▸ **ASSIGNMENT A**: From the baking blog post, output the passage between "You can find" and "a triple dose.", inclusive.
▸ **ASSIGNMENT B**: In the baking blog post, what tool did the writer use to check the water temperature?
*** PAGE TEXT
You can find the recipe for Chocolate Truffle Tartlets on one of this month’s host blogs if you’d like to try it yourself:  www.goodeatsblog.com.  Mine were served to family with love, my first ” love thy neighbor” act of the day.  Chocolate definently makes people happy.  Not exactly Nobel Peace Prize worthy, but hopefully small acts of love and kindness are the first step towards making a difference.  I love serving a serotonin booster, and this tartlet delivers a triple dose.

Yeast may no longer be a dirty word

Sunday was my designated day for the Chronicles of White Loaves and I confess that I spent the day primarily holding my breath.  Well, that followed by running to re-read each recipe step, followed by running to verify that my liquid/ dough/ bread form was indeed the correct consistency and texture as said recipe step.  All this trepidation stems from a checkered past of fallen, lopsided or hopelessly chewy baked goods.   Meaning, I automatically turn the page when a recipe calls for yeast.  I can not adequately express my delight that, indeed, each stage of my White Loaves matched the recipe description and illustration.  Well, my son may have accurately summed it up, when catching me taking umpteen pictures of the finished product, smirked, “Gee, you’re not proud of those or anything are you?”

I’ll refrain from posting the twenty or so nearly identical pictures I took of the finished loaves – all at slightly different angles, of course.  I give full credit for success to the thoughtfully and thoroughly well written recipe.  I’m still in shock  that all progressed as it should have on Sunday beginning with the resting yeast mixture:

    I actually used my instant read thermometer to verify the water       temperature.  Could it be that correct temperature is key? 

My temperature obsession carried over to the addition of the butter.  Convinced that the stick was not room temperature, I cradled and carried it around for a while before getting brave enough to slice it and add by bits to the dough.  And just as the recipe indicated, the dough actually “came apart” somewhat – oddly reassuring.
******
*** SUPPLIED MATERIAL
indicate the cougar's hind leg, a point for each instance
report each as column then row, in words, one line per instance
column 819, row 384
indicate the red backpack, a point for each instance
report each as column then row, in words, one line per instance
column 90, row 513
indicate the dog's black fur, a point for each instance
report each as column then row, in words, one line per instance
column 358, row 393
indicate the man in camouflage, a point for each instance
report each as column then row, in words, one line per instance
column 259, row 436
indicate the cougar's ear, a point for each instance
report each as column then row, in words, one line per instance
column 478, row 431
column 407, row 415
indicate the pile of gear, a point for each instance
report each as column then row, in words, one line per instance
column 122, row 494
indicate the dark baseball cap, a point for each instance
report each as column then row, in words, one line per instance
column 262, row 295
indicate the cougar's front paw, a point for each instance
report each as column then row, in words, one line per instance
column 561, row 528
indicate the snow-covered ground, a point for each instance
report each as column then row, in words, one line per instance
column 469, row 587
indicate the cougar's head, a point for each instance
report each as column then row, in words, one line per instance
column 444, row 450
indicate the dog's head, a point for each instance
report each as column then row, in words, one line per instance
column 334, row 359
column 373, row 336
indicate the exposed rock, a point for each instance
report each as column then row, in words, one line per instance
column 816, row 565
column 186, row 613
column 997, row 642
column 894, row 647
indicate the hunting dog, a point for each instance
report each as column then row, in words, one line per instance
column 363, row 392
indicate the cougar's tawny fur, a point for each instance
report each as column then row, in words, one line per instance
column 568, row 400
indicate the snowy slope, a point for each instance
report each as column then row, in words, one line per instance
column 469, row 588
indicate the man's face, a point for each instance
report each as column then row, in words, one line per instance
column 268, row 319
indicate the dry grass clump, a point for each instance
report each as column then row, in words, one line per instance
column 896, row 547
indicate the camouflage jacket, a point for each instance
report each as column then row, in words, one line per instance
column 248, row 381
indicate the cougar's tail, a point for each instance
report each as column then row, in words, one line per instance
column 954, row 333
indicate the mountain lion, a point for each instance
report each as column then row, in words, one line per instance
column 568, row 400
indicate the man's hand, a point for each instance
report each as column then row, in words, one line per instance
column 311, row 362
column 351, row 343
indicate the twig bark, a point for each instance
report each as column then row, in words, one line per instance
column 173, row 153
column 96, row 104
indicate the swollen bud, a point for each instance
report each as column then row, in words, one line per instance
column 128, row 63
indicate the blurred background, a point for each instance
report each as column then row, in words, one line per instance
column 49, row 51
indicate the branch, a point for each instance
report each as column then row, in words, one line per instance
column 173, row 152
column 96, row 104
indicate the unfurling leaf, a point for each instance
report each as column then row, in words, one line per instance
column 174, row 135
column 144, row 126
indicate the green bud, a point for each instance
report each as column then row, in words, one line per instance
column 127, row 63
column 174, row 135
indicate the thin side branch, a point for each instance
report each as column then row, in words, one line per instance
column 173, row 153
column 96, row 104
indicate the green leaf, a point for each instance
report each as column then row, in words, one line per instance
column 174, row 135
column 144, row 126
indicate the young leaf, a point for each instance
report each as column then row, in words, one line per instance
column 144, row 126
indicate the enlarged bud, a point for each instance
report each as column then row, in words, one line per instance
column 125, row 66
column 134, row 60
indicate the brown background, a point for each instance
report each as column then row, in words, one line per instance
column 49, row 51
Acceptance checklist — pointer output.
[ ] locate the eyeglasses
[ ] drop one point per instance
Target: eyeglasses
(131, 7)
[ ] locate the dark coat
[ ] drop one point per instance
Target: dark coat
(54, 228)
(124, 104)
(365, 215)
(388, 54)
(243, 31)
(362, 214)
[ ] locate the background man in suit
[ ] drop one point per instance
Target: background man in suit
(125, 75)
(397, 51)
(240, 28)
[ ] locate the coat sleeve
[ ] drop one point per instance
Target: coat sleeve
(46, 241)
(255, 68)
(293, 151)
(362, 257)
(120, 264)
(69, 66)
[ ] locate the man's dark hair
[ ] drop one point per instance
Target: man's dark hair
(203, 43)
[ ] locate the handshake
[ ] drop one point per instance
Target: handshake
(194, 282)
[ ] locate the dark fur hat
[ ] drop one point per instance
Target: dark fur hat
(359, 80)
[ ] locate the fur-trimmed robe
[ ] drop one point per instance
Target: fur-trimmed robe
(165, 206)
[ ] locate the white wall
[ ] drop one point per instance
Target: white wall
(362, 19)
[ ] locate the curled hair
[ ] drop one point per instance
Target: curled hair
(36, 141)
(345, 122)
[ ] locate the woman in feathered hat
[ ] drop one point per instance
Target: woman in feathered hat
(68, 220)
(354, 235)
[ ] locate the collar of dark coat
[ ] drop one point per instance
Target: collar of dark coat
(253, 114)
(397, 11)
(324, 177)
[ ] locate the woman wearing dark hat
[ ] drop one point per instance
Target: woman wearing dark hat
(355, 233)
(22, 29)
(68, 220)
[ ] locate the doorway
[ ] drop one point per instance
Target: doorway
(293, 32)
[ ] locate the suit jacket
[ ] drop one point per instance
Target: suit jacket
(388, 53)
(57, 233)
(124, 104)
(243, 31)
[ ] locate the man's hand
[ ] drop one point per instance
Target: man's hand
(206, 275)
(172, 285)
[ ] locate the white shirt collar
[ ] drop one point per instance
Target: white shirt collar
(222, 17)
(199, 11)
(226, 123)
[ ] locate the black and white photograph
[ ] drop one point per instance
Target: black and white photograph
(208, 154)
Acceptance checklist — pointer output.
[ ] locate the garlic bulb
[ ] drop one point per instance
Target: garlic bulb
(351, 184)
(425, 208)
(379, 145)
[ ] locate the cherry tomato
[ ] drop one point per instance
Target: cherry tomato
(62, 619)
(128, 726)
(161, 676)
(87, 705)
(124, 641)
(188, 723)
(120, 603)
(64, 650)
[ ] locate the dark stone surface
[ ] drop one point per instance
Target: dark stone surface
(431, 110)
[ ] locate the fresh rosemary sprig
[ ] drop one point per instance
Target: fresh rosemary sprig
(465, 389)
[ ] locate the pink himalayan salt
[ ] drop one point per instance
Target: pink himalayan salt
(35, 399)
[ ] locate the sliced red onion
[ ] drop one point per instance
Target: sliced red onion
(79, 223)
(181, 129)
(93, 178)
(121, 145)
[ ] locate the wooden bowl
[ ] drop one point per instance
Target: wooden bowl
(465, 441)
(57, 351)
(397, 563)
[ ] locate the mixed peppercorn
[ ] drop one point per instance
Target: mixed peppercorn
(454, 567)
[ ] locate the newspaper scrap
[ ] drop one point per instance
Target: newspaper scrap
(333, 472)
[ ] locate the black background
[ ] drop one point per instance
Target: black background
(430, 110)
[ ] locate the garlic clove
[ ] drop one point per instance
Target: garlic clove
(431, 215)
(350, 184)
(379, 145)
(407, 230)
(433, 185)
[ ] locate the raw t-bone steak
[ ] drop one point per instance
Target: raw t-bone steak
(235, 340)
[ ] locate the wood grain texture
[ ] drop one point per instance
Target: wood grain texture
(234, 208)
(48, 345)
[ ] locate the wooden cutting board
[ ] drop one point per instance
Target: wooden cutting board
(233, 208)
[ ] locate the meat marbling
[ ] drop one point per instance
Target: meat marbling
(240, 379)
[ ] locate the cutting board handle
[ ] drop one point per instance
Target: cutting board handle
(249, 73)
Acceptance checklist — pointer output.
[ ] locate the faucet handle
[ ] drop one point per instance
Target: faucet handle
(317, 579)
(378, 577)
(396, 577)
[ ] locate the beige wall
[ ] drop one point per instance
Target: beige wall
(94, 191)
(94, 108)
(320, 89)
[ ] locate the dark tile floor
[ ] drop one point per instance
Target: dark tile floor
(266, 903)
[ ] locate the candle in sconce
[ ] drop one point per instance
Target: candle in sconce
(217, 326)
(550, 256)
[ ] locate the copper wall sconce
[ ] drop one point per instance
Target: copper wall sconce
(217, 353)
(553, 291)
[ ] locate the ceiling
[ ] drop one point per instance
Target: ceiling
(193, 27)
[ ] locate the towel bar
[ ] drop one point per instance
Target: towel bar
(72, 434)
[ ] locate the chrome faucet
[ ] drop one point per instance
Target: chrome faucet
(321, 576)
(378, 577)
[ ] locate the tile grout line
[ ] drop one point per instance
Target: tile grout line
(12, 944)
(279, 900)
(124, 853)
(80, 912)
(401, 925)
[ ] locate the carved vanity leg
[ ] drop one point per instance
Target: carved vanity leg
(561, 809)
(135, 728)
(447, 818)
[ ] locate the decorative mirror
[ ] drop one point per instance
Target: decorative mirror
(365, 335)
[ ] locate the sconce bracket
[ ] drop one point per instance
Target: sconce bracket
******
▸ **PROBLEM SOLUTION A**:
You can find the recipe for Chocolate Truffle Tartlets on one of this month’s host blogs if you’d like to try it yourself:  www.goodeatsblog.com.  Mine were served to family with love, my first ” love thy neighbor” act of the day.  Chocolate definently makes people happy.  Not exactly Nobel Peace Prize worthy, but hopefully small acts of love and kindness are the first step towards making a difference.  I love serving a serotonin booster, and this tartlet delivers a triple dose.

▸ **PROBLEM SOLUTION B**: An instant read thermometer.